Listed entries>
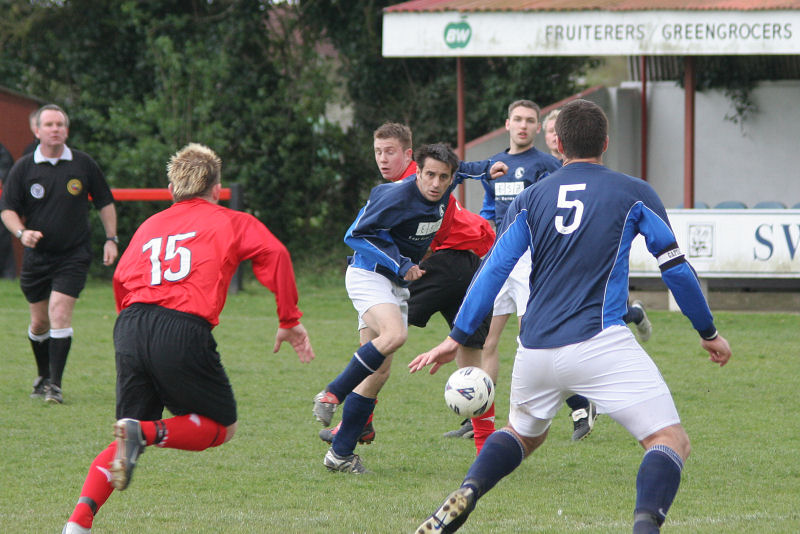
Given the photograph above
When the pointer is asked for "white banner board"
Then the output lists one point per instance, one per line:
* * *
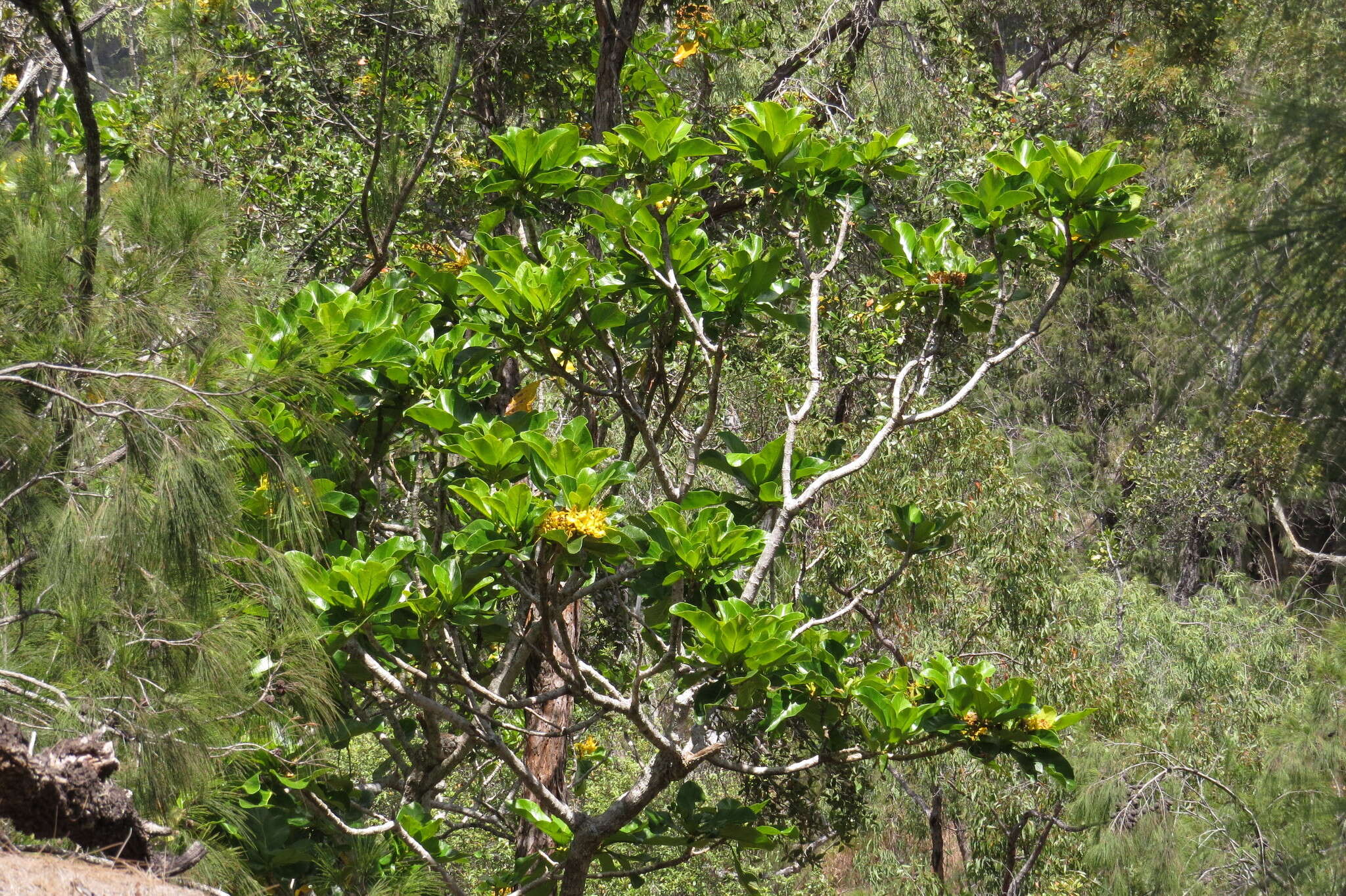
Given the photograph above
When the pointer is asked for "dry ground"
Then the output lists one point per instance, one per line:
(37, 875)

Assignment>
Where a line of the material above holds the string "pointer", copy that line.

Written answer>
When the pointer is asked for "white banner board"
When the pointer is asked for "dry ground"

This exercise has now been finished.